— BEGIN Input —

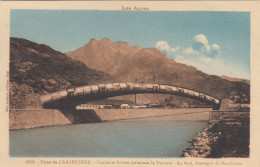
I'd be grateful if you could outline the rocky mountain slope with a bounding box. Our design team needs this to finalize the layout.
[67,38,250,102]
[220,75,250,85]
[10,38,111,108]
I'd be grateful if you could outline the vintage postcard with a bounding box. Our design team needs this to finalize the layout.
[0,2,260,167]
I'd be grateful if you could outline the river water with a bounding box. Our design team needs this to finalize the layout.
[10,112,208,158]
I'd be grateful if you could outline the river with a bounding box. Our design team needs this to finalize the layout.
[10,112,208,158]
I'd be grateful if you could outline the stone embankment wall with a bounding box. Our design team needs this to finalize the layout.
[9,108,211,129]
[9,109,71,129]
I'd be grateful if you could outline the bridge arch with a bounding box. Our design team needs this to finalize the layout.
[40,83,221,108]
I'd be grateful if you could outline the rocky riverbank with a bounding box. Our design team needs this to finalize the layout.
[182,112,249,158]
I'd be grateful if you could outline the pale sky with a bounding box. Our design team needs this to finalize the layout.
[11,10,250,79]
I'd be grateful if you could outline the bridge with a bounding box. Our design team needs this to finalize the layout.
[40,83,221,109]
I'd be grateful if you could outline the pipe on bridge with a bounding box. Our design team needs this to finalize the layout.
[40,83,221,108]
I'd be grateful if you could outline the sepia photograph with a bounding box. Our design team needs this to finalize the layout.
[0,3,258,166]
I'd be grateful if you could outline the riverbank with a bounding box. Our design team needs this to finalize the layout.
[182,112,250,158]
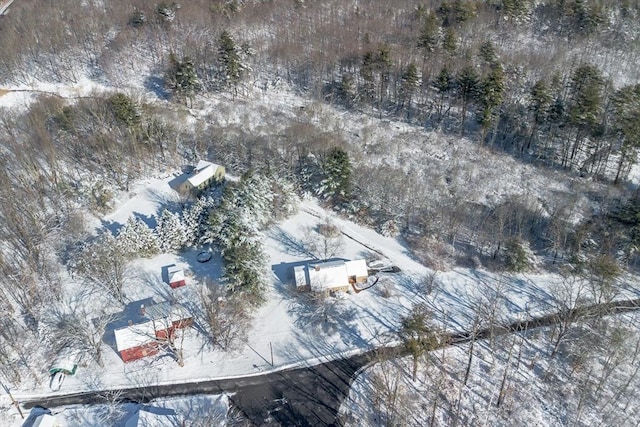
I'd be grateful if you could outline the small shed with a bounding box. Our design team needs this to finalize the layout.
[113,320,159,363]
[293,259,369,293]
[344,259,369,283]
[167,266,187,289]
[144,301,193,339]
[183,160,225,191]
[31,414,59,427]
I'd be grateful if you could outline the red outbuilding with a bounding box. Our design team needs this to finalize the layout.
[167,266,186,289]
[113,301,193,362]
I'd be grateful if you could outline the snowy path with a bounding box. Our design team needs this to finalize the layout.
[22,299,640,425]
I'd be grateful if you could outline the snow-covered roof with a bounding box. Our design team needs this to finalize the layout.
[144,301,193,322]
[308,261,349,291]
[32,414,56,427]
[124,406,182,427]
[344,259,369,277]
[113,320,156,351]
[293,259,368,292]
[168,267,184,283]
[187,160,222,187]
[293,265,309,286]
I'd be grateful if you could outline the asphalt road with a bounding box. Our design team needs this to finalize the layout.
[21,299,640,426]
[21,352,373,426]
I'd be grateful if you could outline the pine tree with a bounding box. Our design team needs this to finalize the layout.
[613,84,640,183]
[432,65,455,120]
[400,62,420,112]
[526,79,553,149]
[165,52,202,108]
[116,217,160,257]
[479,40,498,66]
[478,63,505,140]
[218,30,245,97]
[418,12,440,60]
[456,65,479,135]
[442,27,458,56]
[360,51,376,103]
[562,65,605,166]
[182,197,216,246]
[155,209,188,252]
[340,72,356,107]
[320,147,351,204]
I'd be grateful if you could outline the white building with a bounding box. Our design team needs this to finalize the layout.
[293,259,369,293]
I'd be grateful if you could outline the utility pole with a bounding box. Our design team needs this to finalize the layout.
[269,341,273,368]
[0,382,24,420]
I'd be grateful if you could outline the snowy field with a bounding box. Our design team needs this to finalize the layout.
[3,393,234,427]
[6,170,637,425]
[0,68,640,426]
[340,313,640,427]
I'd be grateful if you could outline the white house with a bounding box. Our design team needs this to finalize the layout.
[167,265,186,289]
[182,160,225,191]
[32,414,60,427]
[293,259,369,293]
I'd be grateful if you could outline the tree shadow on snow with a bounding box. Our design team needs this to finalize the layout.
[144,74,171,101]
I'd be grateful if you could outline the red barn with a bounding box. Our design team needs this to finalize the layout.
[113,321,159,362]
[113,301,193,362]
[167,266,186,289]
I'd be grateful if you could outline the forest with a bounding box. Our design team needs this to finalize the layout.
[0,0,640,424]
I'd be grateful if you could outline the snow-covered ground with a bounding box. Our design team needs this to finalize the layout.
[5,171,635,425]
[340,313,640,427]
[2,393,234,427]
[0,62,638,426]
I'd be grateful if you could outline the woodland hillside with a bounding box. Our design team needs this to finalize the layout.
[0,0,640,424]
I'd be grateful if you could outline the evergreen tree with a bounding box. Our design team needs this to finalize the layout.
[375,45,391,117]
[479,40,498,66]
[182,197,216,246]
[478,64,505,140]
[456,65,480,135]
[438,0,476,27]
[108,93,141,128]
[155,209,188,252]
[340,72,356,107]
[360,51,376,103]
[218,30,245,96]
[442,27,458,56]
[320,147,351,204]
[613,84,640,183]
[400,62,420,112]
[562,65,605,166]
[432,65,455,120]
[523,79,553,149]
[418,12,440,59]
[205,173,274,304]
[165,52,202,108]
[116,217,160,257]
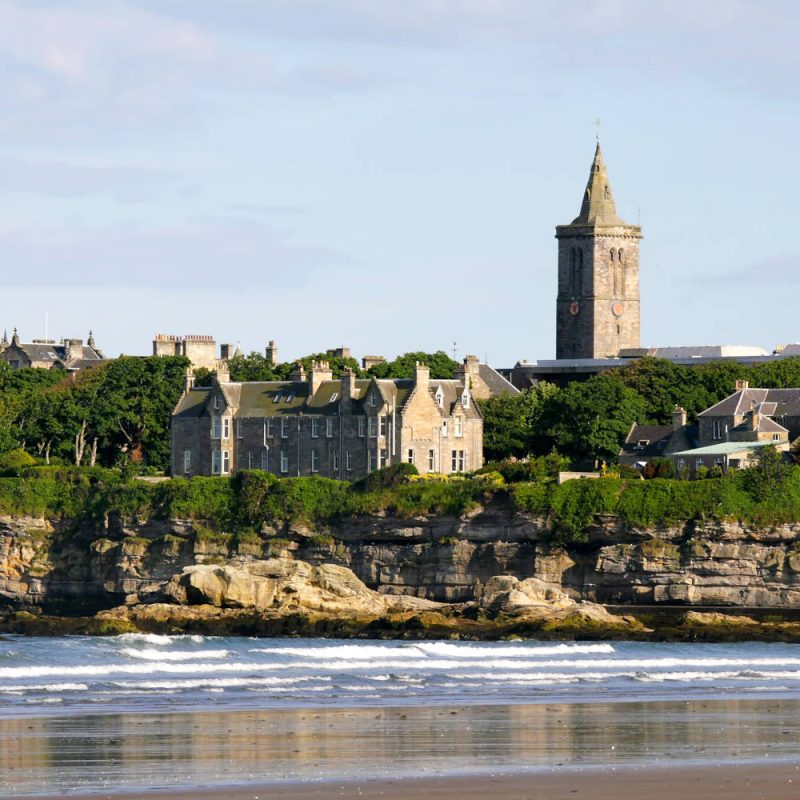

— END Input —

# [Given exercise]
Rewrite the items from the start through the line holding "[0,2,260,167]", inclusive, adding 62 to every bounding-box coordinate in the answers. Leave the pictures out of the answer.

# [Output for this exercise]
I'd be grateful if you could outline the rocky mountain slope with a bounding box. Our design team needs this to finalize the layout.
[129,100,312,164]
[282,137,312,147]
[72,100,173,170]
I'd be grateful if you could outline the vintage postcard with a bounding box. Our design team needs this to finalize the layout.
[62,64,322,229]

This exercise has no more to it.